Required task 1
Echo the part of the passage on relics that opens with the words containing "Therefore anyone putting" and closes with "thing for him.", copying it exactly.
Required task 2
In the passage on relics, what is an object charged with a Great One's personal magnetism compared to?
Required task 3
Pick up the passage on relics where it stops and keep writing it.
═══ Passage shown
That the trade in relics has led, all the world over, to fraud on the one hand and blind credulity on the other, is not a thing to be disputed; but that by no means alters the fact that a genuine relic may be a valuable thing.

 

Whatever has been part of the physical body of a Great One, or even of the garments which have clothed that physical

body, is impregnated with his personal magnetism. That means that it is charged

with the powerful waves of thought and feeling which used to issue from him,

just as an electrical battery may be charged.

 

Such force as it possesses is intensified

and perpetuated by the thought-waves poured upon it as the years roll by, by the

faith and devotion of the crowds who visit the shrine. This when the relic is genuine; but most relics are not genuine. Even then, though they have no initial strength of their own, they acquire much influence as time goes on, so that even a false relic is by no means without effect.

 

Therefore anyone putting himself into a receptive attitude, and coming into the immediate neighbourhood of a relic, will receive into himself its strong vibrations, and soon will be more or less attuned to them. Since those vibrations are unquestionably better and stronger than any which he is likely to generate on his own account, this is a good thing for him.

 

For the time being it lifts him on to a higher level, it opens a higher world to him; and though the effect is only temporary, this

cannot but be good for him-- an event which will leave him, for the rest of his

life, slightly better than if it had not occurred.
══════
═══ Entries
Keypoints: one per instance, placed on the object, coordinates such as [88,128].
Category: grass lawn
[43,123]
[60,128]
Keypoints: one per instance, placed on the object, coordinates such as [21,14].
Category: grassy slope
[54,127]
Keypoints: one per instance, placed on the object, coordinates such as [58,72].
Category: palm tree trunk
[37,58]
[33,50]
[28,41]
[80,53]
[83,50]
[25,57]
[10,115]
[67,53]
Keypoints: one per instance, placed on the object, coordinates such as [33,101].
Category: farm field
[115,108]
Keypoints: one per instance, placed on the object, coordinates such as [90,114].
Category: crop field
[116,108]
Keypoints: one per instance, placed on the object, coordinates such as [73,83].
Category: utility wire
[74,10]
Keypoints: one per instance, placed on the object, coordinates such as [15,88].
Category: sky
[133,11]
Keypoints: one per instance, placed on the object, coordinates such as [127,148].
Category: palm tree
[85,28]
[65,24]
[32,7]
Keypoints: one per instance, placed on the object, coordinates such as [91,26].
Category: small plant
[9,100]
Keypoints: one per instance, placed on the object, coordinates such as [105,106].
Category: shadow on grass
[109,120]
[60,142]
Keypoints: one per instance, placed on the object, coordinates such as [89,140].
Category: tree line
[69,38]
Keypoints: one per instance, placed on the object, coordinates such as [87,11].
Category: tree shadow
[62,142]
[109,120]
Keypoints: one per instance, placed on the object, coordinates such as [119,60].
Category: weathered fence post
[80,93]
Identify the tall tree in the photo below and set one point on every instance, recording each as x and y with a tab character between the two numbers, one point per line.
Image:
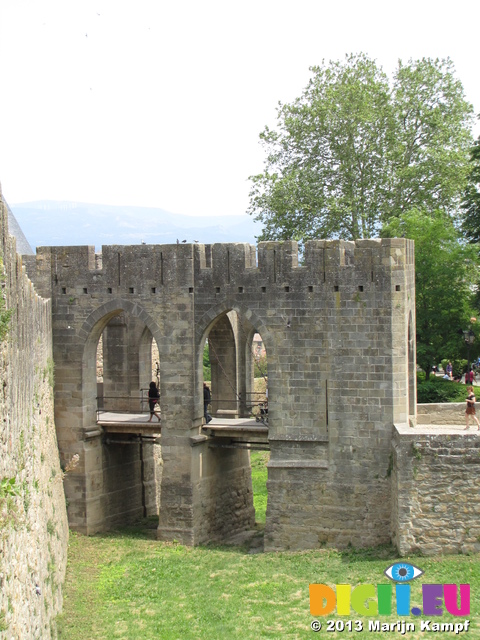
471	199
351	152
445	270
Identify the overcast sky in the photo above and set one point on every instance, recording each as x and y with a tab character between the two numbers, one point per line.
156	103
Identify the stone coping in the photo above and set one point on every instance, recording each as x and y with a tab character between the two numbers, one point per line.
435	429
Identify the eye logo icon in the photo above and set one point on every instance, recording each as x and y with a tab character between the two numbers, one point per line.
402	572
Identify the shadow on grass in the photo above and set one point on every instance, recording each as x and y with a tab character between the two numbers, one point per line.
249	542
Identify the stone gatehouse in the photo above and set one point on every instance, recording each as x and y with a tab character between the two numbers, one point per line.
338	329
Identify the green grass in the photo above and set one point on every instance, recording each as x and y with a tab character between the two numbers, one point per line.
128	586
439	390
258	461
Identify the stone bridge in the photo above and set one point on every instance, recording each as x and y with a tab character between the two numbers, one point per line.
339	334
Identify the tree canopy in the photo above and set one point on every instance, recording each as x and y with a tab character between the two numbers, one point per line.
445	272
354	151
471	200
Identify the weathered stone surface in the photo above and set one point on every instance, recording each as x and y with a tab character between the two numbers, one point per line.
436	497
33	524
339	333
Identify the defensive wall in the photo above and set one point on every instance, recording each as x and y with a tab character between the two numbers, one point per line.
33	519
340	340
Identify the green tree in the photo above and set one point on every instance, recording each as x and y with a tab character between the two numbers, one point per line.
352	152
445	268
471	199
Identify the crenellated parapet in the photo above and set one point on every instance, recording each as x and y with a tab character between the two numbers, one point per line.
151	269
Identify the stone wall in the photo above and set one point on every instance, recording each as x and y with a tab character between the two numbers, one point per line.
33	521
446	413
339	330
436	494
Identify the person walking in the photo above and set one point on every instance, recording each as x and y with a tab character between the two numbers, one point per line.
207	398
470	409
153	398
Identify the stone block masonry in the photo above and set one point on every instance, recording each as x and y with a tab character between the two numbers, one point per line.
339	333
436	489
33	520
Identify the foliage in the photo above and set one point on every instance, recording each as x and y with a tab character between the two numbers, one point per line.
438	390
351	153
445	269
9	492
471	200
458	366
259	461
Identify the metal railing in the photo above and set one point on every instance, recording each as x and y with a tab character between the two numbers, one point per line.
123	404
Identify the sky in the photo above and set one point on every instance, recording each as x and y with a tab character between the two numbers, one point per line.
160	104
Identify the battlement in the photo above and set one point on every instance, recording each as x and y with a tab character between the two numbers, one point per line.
══════
═══ Entries
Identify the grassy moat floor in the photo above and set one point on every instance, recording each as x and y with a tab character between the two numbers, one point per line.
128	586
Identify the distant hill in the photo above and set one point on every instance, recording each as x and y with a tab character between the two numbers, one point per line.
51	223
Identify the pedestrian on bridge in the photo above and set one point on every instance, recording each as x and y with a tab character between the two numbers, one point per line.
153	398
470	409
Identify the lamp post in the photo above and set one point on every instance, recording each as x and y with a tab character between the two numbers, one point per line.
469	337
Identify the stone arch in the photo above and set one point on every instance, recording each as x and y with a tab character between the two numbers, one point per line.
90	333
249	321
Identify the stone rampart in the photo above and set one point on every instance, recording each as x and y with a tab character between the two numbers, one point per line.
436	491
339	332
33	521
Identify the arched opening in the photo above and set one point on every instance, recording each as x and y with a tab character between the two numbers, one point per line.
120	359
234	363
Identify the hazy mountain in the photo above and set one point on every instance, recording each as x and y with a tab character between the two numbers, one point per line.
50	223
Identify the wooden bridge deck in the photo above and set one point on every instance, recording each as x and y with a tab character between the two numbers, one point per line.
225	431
══════
═══ Entries
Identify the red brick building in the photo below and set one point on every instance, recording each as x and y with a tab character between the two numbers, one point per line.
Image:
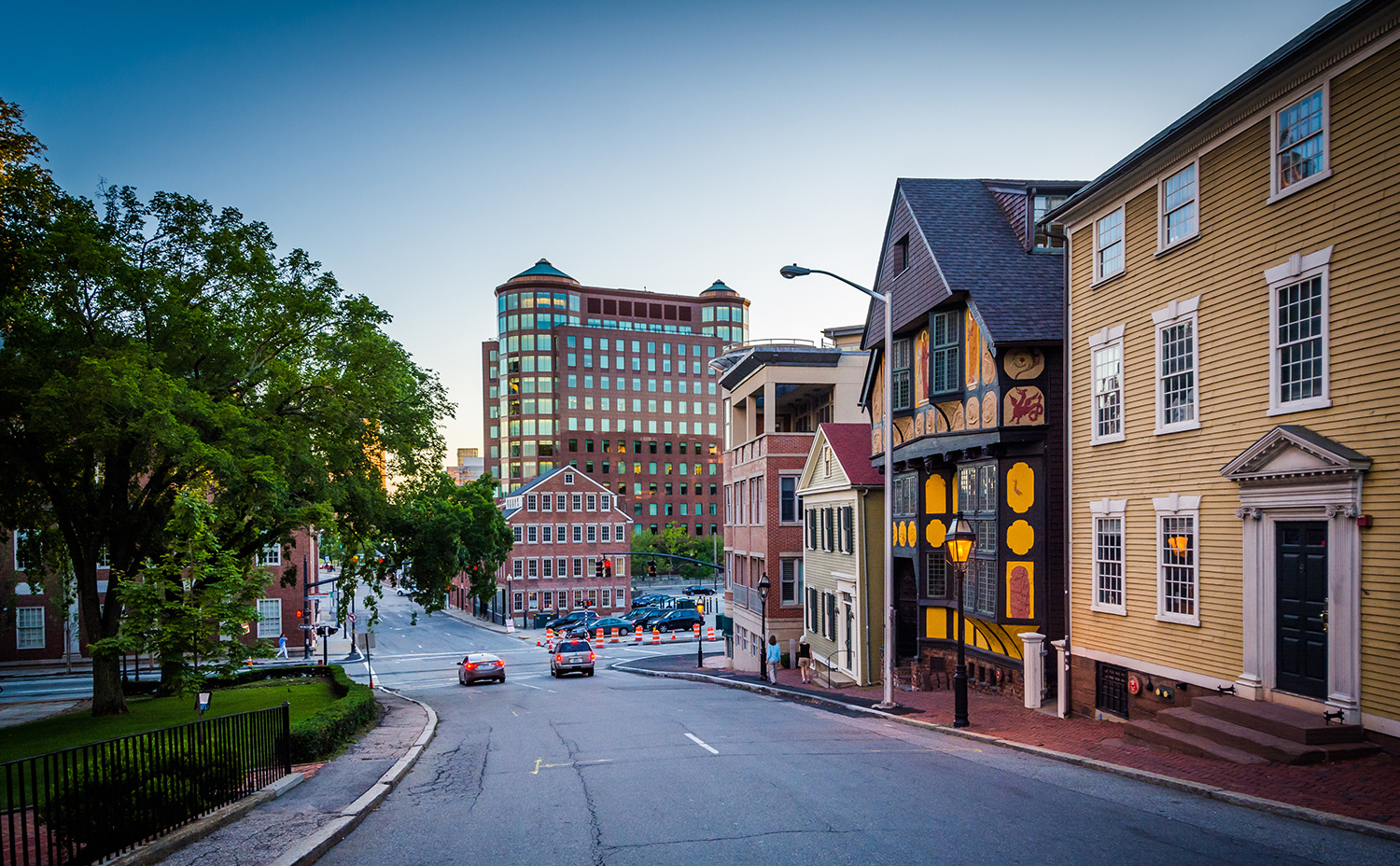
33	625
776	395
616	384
══════
Final result 1
Therefore anyone putting himself into a receptive attitude, and coming into the immediate neighbourhood of a relic, will receive into himself its strong vibrations, and soon will be more or less attuned to them. Since those vibrations are unquestionably better and stronger than any which he is likely to generate on his own account, this is a good thing for him.

Final result 2
An electrical battery that has been charged.

Final result 3
This is the rationale of pilgrimages, and

they are quite often really effective. In addition to whatever may have been the

original magnetism contributed by the holy man or relic, as soon as the place of

pilgrimage is established and numbers of people begin to visit it, another factor comes into play, of which we have already spoken in the case of churches and temples.

 

The place begins to be charged with the devotional feeling of all these hosts of visitors, and what they leave behind reacts upon their successors. Thus the influence of one of these holy places usually does not

decrease as time passes, for if the original force tends slightly to diminish, on the other hand it is constantly fed by new accessions of devotion. Indeed, the only case in which the power ever fades is that of a neglected shrine-- as, for example, when a country is conquered by people of another religion, to whom the older shrines are as nothing. Even then the influence, if it has been originally sufficiently strong, persists almost without diminution for many centuries, and for this reason even ruins have often a powerful force connected

with them.

 

The Egyptian religion, for example, has been practised little since the Christian era, yet no sensitive person can stand

amidst the ruins of one of its temples without being powerfully affected by the

stream of its thought. In this particular instance another force comes into

play; the Egyptian architecture was of a definite type, intentionally so erected

for the purpose of producing a definite impression upon its worshippers, and

perhaps no architecture has ever fulfilled its purpose more effectively.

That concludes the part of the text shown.